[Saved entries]
==================================================
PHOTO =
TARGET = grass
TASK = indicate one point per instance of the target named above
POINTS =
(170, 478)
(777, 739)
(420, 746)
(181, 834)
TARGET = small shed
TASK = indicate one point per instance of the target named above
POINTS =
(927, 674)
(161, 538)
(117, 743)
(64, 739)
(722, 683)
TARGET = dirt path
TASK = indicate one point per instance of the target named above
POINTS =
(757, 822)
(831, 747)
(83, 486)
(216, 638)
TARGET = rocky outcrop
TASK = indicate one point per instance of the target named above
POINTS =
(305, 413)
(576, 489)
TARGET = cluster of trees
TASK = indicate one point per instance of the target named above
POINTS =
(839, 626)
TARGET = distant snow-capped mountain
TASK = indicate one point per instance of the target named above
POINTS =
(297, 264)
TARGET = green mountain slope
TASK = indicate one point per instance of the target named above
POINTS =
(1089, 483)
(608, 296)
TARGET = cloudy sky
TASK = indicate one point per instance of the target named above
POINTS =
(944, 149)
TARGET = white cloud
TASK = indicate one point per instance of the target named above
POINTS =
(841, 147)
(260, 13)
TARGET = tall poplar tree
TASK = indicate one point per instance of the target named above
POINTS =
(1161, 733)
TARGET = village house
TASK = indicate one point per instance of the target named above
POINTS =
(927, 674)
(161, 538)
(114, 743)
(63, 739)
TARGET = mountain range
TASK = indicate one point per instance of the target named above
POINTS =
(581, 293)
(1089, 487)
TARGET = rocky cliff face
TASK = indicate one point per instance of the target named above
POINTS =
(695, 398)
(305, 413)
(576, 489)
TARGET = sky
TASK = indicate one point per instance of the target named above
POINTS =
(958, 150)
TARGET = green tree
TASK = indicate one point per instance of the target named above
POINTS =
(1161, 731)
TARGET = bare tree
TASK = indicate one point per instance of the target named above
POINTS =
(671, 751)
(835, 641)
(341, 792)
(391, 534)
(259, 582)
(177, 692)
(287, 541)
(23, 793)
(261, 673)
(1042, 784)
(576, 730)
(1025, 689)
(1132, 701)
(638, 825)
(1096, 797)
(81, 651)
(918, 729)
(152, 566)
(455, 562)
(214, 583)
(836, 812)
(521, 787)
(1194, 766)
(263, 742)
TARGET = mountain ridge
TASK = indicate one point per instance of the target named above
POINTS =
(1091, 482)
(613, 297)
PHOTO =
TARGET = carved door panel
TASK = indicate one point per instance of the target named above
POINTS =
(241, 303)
==================================================
§ Instructions for the task
Report how many lines in the records above contain the word "mountain", giving only the number.

§ Your solution
4